## What the task requires:
Each entry below is to be extracted exactly.
# # # # # # #
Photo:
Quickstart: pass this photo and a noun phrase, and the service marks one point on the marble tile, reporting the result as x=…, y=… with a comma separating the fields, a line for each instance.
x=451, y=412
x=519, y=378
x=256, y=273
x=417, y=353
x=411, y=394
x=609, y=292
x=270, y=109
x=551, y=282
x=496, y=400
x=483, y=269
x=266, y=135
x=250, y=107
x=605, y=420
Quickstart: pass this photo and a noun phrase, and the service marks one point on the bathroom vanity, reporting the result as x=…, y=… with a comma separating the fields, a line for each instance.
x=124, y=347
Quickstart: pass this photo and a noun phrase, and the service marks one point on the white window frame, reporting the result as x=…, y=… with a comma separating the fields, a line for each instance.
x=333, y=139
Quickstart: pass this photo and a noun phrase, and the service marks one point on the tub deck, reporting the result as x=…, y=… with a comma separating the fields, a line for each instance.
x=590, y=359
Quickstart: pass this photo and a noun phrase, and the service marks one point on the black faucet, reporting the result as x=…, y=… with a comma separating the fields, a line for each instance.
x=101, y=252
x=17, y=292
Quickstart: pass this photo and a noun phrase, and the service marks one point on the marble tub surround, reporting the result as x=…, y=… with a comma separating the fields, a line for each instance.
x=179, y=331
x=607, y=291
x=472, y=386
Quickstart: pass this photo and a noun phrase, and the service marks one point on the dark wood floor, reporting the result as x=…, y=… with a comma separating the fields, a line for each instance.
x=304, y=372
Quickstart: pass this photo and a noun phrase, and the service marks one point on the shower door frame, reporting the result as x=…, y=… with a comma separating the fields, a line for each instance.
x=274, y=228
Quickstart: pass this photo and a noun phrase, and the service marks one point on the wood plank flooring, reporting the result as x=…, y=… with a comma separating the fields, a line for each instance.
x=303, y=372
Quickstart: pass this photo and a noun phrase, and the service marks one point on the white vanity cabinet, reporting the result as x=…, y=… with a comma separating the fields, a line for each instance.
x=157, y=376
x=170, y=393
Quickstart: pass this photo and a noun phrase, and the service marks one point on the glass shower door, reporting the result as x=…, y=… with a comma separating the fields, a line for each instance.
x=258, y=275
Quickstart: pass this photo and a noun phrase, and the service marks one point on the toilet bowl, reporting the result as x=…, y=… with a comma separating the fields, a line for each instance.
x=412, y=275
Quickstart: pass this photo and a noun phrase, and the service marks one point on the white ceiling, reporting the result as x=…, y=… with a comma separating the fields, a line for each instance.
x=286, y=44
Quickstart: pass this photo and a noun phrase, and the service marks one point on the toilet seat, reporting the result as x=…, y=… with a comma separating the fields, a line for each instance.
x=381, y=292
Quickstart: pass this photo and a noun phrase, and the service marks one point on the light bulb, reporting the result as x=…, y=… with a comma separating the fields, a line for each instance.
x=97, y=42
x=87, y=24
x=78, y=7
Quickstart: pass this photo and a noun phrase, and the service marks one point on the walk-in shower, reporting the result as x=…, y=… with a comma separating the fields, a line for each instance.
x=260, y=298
# # # # # # #
## Task response:
Photo:
Quickstart: pass this photo and a noun phrase, and the service marks one point on the marble tile, reporting the result as x=…, y=… with a comma separating the fields, a line for each instance.
x=451, y=412
x=519, y=378
x=256, y=273
x=417, y=353
x=411, y=394
x=609, y=292
x=270, y=109
x=551, y=282
x=496, y=400
x=483, y=269
x=266, y=135
x=250, y=107
x=605, y=420
Quickstart: pass this photo and a noun phrase, and the service marks one point on the bathroom vanity, reporting the result as x=…, y=… with a comma separating the fields, a line for each instance.
x=124, y=347
Quickstart: pass this photo and a noun phrase, and the service marks one point on the white window frame, reporting the result as x=…, y=… with a comma separating the fields, a line for each instance.
x=333, y=139
Quickstart: pass this photo and a noun phrase, and the service marks one point on the tub deck, reporting the result as x=…, y=… with a comma separating the fields, a line for each instance.
x=590, y=359
Quickstart: pass this photo and a noun phrase, and the service marks one point on the black faucet, reporting the result as x=…, y=… with a comma separating the fields, a line for each instance.
x=101, y=252
x=17, y=292
Quickstart: pass this photo and a noun phrase, and the service marks one point on the marble tub surround, reporting the result as x=…, y=… with a comma separating the fields, a line for each instance.
x=179, y=331
x=607, y=291
x=472, y=386
Quickstart: pass this photo and a noun phrase, and the service marks one point on the dark wood floor, reporting the result as x=…, y=… with a comma separating the fields, a line for each instance.
x=304, y=372
Quickstart: pass this photo and a noun phrase, and the service marks one point on the shower door frame, reporting the result as x=…, y=… with a comma separating the fields, a line for each instance.
x=274, y=228
Quickstart: pass this photo and a noun phrase, and the service marks one point on the wood plank flooring, reporting the result as x=…, y=… with a comma separating the fields, a line for each instance.
x=303, y=372
Quickstart: pass this photo and a noun phrase, and the service marks one point on the white vanity cabinet, reporting the result as x=…, y=… with a comma separating the fields, a line for each instance.
x=157, y=376
x=170, y=393
Quickstart: pass this photo and a noun phrase, and the service marks one point on the glass shower door, reporting the result as x=…, y=… with a comma separating the fields, a line for each instance.
x=258, y=275
Quickstart: pass this photo and a noun phrase, and the service marks one point on the toilet bowl, reporting the result as x=…, y=… with a comma separating the fields, a line for each instance.
x=412, y=275
Quickstart: pass this photo and a noun phrase, and the service marks one point on the white ceiling, reporting the result as x=…, y=… with a comma separating the fields, a line for each instance.
x=286, y=44
Quickstart: pass this photo and a noun phrase, and the service marks one point on the toilet seat, reporting the result as x=…, y=… with a comma separating the fields, a line for each instance.
x=381, y=292
Quickstart: pass this photo and a noun phrase, and the service marks one point on the light bulb, reporting the result as x=…, y=… with a comma separating the fields, a line for each instance.
x=97, y=42
x=87, y=24
x=78, y=7
Quickstart: pass this photo and a noun phrase, and the service marks one point on the walk-in shower, reporting the result as x=…, y=… with a comma separating the fields, a line for each instance.
x=260, y=298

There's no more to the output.